(REQUIRED WORK): Can the data below be echoed back word for word?

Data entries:
#####
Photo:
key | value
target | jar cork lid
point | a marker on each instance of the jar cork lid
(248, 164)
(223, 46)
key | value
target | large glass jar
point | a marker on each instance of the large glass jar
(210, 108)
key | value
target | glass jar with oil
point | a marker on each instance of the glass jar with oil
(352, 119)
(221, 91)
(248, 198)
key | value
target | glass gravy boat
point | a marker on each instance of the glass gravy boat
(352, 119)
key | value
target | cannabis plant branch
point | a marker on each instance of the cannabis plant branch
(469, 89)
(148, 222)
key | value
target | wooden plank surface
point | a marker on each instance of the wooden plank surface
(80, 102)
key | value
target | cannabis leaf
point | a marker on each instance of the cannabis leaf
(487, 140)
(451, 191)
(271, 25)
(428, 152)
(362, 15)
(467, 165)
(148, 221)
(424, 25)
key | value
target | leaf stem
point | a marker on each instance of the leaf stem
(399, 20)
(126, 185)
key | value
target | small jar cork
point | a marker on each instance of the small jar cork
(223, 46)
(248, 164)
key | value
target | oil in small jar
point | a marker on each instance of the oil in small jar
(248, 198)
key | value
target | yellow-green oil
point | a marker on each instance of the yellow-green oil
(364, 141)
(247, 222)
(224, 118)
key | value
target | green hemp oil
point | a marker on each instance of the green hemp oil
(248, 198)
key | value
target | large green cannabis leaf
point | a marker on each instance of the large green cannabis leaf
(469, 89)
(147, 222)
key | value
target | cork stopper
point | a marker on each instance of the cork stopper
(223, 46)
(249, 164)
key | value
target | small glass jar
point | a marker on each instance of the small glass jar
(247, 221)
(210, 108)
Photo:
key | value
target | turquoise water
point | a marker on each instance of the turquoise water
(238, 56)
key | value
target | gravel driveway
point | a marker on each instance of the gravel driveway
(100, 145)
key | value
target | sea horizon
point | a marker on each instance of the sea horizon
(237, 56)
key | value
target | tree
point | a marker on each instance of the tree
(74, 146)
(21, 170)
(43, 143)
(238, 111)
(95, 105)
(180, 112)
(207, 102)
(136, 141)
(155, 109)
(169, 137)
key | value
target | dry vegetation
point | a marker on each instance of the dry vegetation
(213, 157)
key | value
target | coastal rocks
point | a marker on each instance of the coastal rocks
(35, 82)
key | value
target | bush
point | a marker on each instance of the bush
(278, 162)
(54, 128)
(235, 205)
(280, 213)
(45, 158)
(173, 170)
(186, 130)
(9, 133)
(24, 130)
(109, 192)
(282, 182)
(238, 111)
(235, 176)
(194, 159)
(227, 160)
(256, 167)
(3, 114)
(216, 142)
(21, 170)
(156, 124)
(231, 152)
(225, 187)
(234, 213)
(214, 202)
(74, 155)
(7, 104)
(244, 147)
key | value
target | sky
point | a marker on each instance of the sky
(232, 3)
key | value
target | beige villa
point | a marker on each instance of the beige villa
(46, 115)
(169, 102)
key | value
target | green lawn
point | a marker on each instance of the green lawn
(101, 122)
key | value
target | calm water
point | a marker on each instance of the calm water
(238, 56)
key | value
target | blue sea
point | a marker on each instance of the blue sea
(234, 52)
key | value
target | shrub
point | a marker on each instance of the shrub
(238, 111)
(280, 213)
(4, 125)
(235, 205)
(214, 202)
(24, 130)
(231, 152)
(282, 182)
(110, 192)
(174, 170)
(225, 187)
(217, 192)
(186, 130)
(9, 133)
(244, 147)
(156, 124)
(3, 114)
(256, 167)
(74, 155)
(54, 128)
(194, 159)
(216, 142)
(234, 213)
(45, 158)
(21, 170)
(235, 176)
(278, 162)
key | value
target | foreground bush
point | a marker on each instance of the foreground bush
#####
(PROBLEM SOLUTION):
Photo:
key | value
target | jar cork lid
point | a marker on each instance of the jar cork lid
(248, 164)
(223, 46)
key | value
target | large glass jar
point | a marker on each instance of the large glass jar
(210, 108)
key | value
target | glass jar with oil
point | a marker on each instance of the glass jar with oil
(352, 119)
(221, 91)
(248, 198)
key | value
target | glass gravy boat
point | a marker on each instance of the glass gravy boat
(352, 119)
key | value
target | cannabis plant branch
point | a marker on each instance of the cannabis plant branch
(469, 89)
(148, 222)
key | value
target | wooden plank surface
point | a marker on each instance of the wooden plank surface
(80, 102)
key | value
target | cannabis leaf
point | a marker on each instance of the cannabis leaf
(487, 140)
(451, 191)
(271, 25)
(428, 152)
(362, 15)
(467, 165)
(148, 221)
(424, 25)
key | value
target | leaf stem
point | a marker on each instance of the leaf stem
(399, 20)
(126, 185)
key | value
target | small jar cork
point | a marker on each instance of the small jar cork
(223, 46)
(248, 164)
key | value
target | oil in small jar
point | a marker on each instance of the oil in small jar
(248, 198)
key | value
target | yellow-green oil
point | a marker on each instance of the yellow-green oil
(364, 141)
(247, 222)
(224, 118)
key | value
target | green hemp oil
point | a marker on each instance of the green hemp oil
(248, 198)
key | value
target | large green cannabis leaf
point | a marker on each instance of the large green cannabis leaf
(469, 89)
(147, 222)
key | value
target | cork stopper
point | a marker on each instance of the cork stopper
(223, 46)
(249, 164)
key | value
target | small glass jar
point | a marker on each instance of the small glass jar
(247, 221)
(210, 108)
Photo:
key | value
target | turquoise water
point | a marker on each instance of the turquoise water
(238, 56)
key | value
target | gravel driveway
point | a marker on each instance of the gravel driveway
(100, 145)
key | value
target | sea horizon
point | a marker on each instance of the sea horizon
(237, 56)
key | value
target | tree
point | a marker on each instance of the tree
(74, 146)
(21, 170)
(43, 143)
(238, 111)
(95, 105)
(180, 112)
(207, 102)
(136, 141)
(155, 109)
(169, 137)
key | value
target | dry vegetation
point | a marker on each instance of the dry vegetation
(213, 157)
key | value
target | coastal rocks
point | a marker on each instance of the coastal rocks
(35, 82)
key | value
target | bush
point | a marker on each instance of the bush
(278, 162)
(54, 128)
(235, 205)
(280, 213)
(45, 158)
(173, 170)
(186, 130)
(9, 133)
(24, 130)
(109, 192)
(282, 182)
(238, 111)
(235, 176)
(194, 159)
(227, 160)
(256, 167)
(3, 114)
(216, 142)
(21, 170)
(156, 124)
(231, 152)
(225, 187)
(234, 213)
(214, 202)
(74, 155)
(7, 104)
(244, 147)
key | value
target | sky
point | a marker on each instance of the sky
(232, 3)
key | value
target | beige villa
point | a marker on each instance of the beige villa
(46, 115)
(169, 102)
key | value
target | green lawn
point | a marker on each instance of the green lawn
(101, 122)
key | value
target | calm water
point | a marker on each instance of the calm water
(238, 56)
key | value
target | blue sea
point | a marker on each instance of the blue sea
(234, 52)
key | value
target | shrub
point | a marker on each instance of the shrub
(238, 111)
(280, 213)
(4, 125)
(235, 205)
(214, 202)
(24, 130)
(231, 152)
(282, 182)
(110, 192)
(174, 170)
(225, 187)
(217, 192)
(186, 130)
(9, 133)
(244, 147)
(156, 124)
(3, 114)
(256, 167)
(74, 155)
(54, 128)
(194, 159)
(216, 142)
(234, 213)
(45, 158)
(21, 170)
(235, 176)
(278, 162)
key | value
target | foreground bush
point | a marker on each instance of the foreground bush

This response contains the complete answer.